*Objective*:
Reproduce verbatim the lines of the records starting at the line containing "Report the position of every instance of the brick building" and ending at the line containing "pixel 101 93", both included.

Some records
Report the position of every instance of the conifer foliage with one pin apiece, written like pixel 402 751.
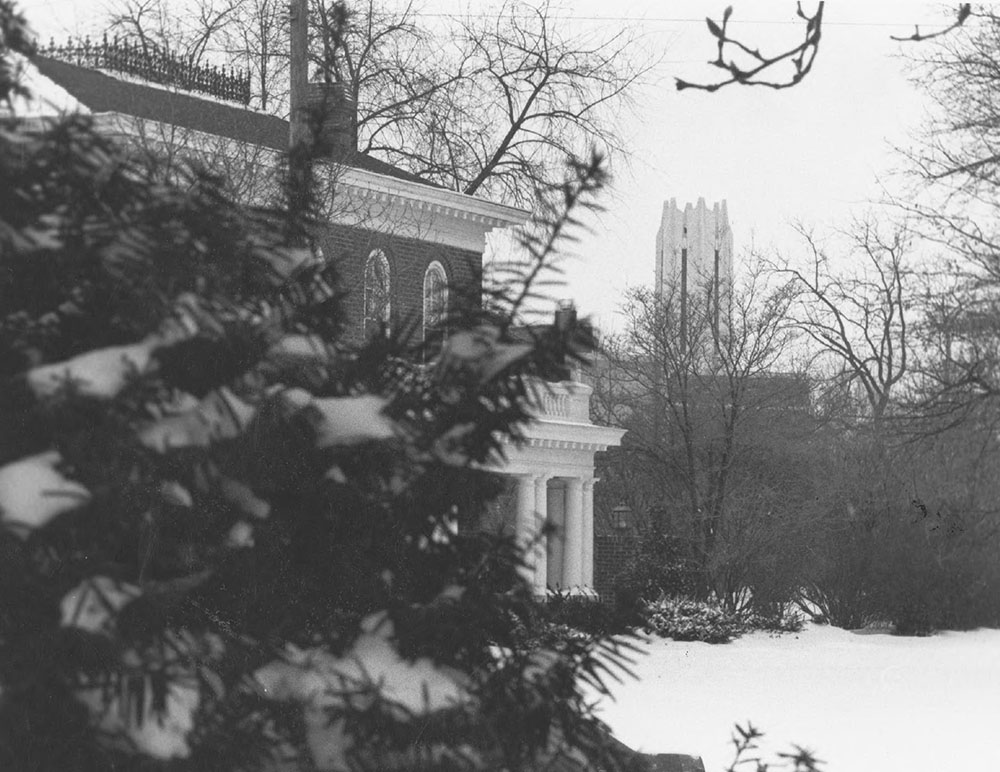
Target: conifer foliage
pixel 227 541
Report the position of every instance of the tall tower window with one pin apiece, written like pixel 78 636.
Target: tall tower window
pixel 435 299
pixel 378 293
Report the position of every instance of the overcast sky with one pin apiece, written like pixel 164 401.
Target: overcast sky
pixel 815 153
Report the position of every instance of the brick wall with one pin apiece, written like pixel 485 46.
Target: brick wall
pixel 613 552
pixel 408 260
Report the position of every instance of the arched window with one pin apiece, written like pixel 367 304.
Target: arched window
pixel 435 299
pixel 378 292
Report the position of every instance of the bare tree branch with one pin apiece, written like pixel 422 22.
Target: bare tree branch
pixel 963 13
pixel 801 57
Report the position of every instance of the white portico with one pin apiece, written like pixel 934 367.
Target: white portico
pixel 554 473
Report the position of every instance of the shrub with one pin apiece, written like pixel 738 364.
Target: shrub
pixel 587 614
pixel 780 618
pixel 662 566
pixel 684 619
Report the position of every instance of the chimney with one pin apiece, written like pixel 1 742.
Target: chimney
pixel 332 116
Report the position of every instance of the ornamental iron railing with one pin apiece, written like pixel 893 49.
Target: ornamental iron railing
pixel 154 64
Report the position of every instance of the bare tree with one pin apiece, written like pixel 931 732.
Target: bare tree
pixel 700 401
pixel 745 65
pixel 491 104
pixel 858 316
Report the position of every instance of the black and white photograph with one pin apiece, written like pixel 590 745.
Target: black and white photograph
pixel 501 386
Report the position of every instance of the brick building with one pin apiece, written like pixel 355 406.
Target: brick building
pixel 401 246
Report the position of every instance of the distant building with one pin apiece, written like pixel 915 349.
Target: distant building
pixel 694 259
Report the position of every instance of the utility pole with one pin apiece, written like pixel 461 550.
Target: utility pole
pixel 298 69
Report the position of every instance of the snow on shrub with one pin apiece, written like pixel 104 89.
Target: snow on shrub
pixel 684 619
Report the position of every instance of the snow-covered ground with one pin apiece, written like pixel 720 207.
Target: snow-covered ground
pixel 861 702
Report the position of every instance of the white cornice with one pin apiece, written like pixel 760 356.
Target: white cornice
pixel 449 203
pixel 386 204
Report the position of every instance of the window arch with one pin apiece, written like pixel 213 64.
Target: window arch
pixel 435 298
pixel 378 292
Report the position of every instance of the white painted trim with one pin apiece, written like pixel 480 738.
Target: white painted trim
pixel 385 204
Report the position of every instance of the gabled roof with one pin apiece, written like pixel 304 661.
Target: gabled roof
pixel 101 93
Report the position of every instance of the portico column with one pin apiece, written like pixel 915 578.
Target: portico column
pixel 573 555
pixel 540 551
pixel 525 523
pixel 588 533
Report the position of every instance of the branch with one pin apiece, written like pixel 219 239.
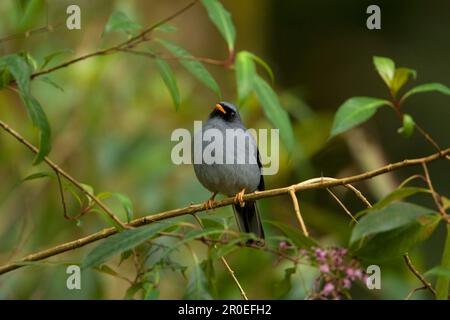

*Result for this task*:
Report the position of every instance of the brick building with one pin apiece, written like pixel 355 406.
Target: brick building
pixel 401 246
Report the position of every instance of the distant building with one pin apiece, written like pixel 915 349.
Target: distant building
pixel 694 259
Report the position of every instance of the utility pole with one pin apiece, written like pixel 461 550.
Target: utility pole
pixel 298 69
Report the position of every instance of the snow on shrub with one pin apiece, written like pixel 104 89.
Target: snow on shrub
pixel 684 619
Report the position of every instance of the snow-covered ground with one pin apiece, written like pixel 720 207.
Target: snow-covered ground
pixel 861 702
Report the position of every instance of the white cornice with one pin apiece, written like pixel 760 356.
Target: white cornice
pixel 449 203
pixel 386 204
Report the position of every instance of the window arch with one pin apiece, written like pixel 213 64.
Target: window arch
pixel 435 298
pixel 378 292
Report the position of every instance of the white painted trim with one pin apiece, written like pixel 480 738.
Target: white painted trim
pixel 385 204
Report the position of every instance of the gabled roof with one pin apiece, written like pixel 304 661.
Target: gabled roof
pixel 101 93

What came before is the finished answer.